_What the exercise asks_:
Can you reproduce every one of the records below, with the requests, offsetting each x and y coordinate in the answers by 124 and leaving out the pictures?

_Records to use_:
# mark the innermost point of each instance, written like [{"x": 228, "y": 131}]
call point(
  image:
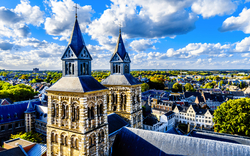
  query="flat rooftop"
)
[{"x": 19, "y": 141}]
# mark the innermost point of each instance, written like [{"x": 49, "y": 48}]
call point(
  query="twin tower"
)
[{"x": 78, "y": 105}]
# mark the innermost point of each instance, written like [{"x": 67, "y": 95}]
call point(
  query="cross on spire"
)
[{"x": 76, "y": 9}]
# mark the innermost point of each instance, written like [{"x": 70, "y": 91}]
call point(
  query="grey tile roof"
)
[
  {"x": 115, "y": 122},
  {"x": 117, "y": 79},
  {"x": 137, "y": 142},
  {"x": 221, "y": 137},
  {"x": 17, "y": 151},
  {"x": 82, "y": 84}
]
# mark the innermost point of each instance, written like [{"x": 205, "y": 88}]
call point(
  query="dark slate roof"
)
[
  {"x": 17, "y": 151},
  {"x": 137, "y": 142},
  {"x": 221, "y": 137},
  {"x": 13, "y": 109},
  {"x": 30, "y": 108},
  {"x": 188, "y": 94},
  {"x": 238, "y": 93},
  {"x": 83, "y": 84},
  {"x": 7, "y": 99},
  {"x": 115, "y": 122},
  {"x": 120, "y": 48},
  {"x": 117, "y": 79},
  {"x": 169, "y": 113},
  {"x": 150, "y": 121},
  {"x": 76, "y": 41},
  {"x": 37, "y": 150}
]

_Expected answer_:
# mark the innermost point of each instance, written like [{"x": 228, "y": 131}]
call point(
  image:
  query="flat rooftop"
)
[{"x": 143, "y": 265}]
# mark the innermost point of each instance, written like [{"x": 49, "y": 48}]
call point(
  query="twin tower"
)
[{"x": 202, "y": 229}]
# mark the innermost point of each instance, written like [{"x": 67, "y": 95}]
call point(
  query="cross on spire"
)
[{"x": 200, "y": 133}]
# mark the innermost point of each instance, written like [{"x": 70, "y": 91}]
call point(
  query="grey tile roof"
)
[
  {"x": 239, "y": 246},
  {"x": 241, "y": 203},
  {"x": 261, "y": 266},
  {"x": 345, "y": 261},
  {"x": 141, "y": 275},
  {"x": 206, "y": 208}
]
# mark the innermost point of each instance, written like [{"x": 205, "y": 88}]
call point(
  query="dark slate roof"
)
[
  {"x": 141, "y": 275},
  {"x": 261, "y": 266},
  {"x": 345, "y": 261},
  {"x": 137, "y": 233},
  {"x": 154, "y": 232},
  {"x": 312, "y": 218},
  {"x": 362, "y": 217},
  {"x": 207, "y": 208},
  {"x": 131, "y": 223},
  {"x": 239, "y": 246},
  {"x": 244, "y": 172},
  {"x": 241, "y": 203},
  {"x": 293, "y": 237},
  {"x": 274, "y": 245},
  {"x": 200, "y": 165},
  {"x": 161, "y": 274}
]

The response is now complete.